Gather from the listing below each line that includes the word "dashboard", and copy it.

**Task inputs**
------------

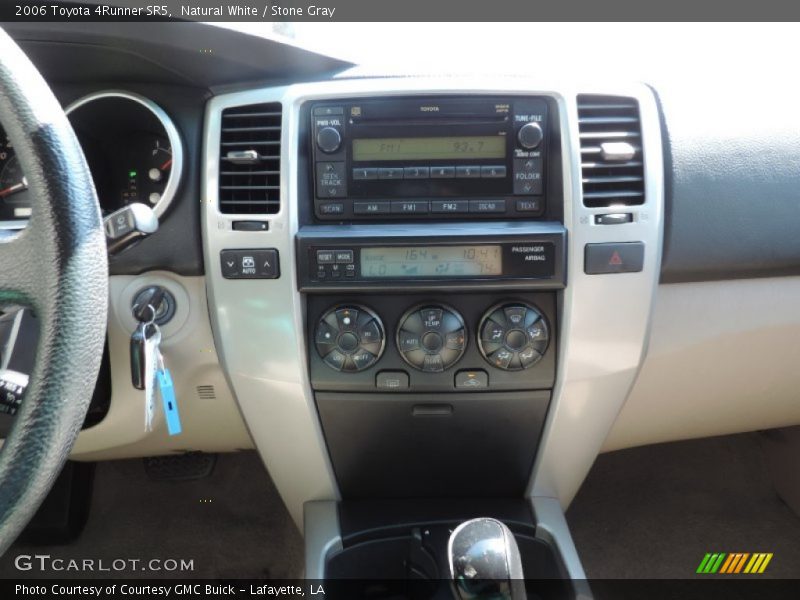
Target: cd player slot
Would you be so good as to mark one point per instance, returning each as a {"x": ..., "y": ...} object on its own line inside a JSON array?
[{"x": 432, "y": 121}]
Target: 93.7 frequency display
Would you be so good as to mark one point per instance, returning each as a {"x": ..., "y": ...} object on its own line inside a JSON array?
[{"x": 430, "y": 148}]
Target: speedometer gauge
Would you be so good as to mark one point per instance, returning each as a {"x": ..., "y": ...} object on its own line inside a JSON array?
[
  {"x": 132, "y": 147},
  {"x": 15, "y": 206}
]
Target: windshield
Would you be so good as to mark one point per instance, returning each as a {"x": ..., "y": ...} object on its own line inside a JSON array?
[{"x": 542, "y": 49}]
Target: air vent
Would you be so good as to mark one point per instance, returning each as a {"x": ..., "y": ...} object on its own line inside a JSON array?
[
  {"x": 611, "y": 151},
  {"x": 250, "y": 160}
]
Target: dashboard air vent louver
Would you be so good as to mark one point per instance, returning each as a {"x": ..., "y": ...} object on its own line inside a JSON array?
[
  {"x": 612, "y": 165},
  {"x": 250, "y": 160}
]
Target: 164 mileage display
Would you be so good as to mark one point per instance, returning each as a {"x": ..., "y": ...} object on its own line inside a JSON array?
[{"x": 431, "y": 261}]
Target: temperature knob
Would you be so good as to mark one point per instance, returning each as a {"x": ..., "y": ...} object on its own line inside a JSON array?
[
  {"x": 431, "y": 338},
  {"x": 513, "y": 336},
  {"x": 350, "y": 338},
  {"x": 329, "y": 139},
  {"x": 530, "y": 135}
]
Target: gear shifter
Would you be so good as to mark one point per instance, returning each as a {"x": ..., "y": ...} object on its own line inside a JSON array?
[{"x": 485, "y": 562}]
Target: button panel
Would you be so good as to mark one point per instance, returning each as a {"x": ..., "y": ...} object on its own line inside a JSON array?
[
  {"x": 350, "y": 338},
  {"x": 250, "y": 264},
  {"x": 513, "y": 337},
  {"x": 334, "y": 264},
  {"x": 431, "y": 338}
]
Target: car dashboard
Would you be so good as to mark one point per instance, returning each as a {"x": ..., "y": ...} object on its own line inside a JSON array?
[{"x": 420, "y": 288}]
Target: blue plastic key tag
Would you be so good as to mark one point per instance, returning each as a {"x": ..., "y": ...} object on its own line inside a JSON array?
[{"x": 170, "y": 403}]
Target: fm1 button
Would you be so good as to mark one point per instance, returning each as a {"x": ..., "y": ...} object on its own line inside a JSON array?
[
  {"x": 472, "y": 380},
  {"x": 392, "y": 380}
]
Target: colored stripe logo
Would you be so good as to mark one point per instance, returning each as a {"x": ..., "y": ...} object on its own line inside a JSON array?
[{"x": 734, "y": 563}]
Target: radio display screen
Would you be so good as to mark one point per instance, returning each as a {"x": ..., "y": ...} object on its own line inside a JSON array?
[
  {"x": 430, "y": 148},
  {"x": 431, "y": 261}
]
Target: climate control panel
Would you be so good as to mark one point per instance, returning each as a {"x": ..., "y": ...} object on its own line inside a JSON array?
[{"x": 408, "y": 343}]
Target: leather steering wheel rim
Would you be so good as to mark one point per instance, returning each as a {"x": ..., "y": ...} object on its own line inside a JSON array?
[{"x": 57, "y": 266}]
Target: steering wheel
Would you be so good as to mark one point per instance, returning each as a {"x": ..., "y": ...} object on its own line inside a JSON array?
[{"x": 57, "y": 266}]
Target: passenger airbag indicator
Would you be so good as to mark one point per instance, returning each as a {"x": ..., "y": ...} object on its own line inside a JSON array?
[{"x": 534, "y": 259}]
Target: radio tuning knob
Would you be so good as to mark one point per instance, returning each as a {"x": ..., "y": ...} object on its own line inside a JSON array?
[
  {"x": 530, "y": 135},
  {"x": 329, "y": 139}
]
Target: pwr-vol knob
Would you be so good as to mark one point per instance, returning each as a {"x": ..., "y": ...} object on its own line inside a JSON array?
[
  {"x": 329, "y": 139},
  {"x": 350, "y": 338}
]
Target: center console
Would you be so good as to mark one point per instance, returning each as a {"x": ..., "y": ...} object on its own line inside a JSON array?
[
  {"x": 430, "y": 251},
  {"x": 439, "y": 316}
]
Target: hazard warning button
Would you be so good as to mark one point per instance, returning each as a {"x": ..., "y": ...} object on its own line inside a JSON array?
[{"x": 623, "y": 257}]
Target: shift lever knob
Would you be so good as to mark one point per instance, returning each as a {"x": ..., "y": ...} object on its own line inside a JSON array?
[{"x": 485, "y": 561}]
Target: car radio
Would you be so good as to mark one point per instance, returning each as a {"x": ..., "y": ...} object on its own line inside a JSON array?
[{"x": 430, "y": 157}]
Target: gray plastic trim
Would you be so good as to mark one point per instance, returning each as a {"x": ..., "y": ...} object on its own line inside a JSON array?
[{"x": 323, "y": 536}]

------------

**Task answer**
Target: dashboard air vent louver
Target: car dashboard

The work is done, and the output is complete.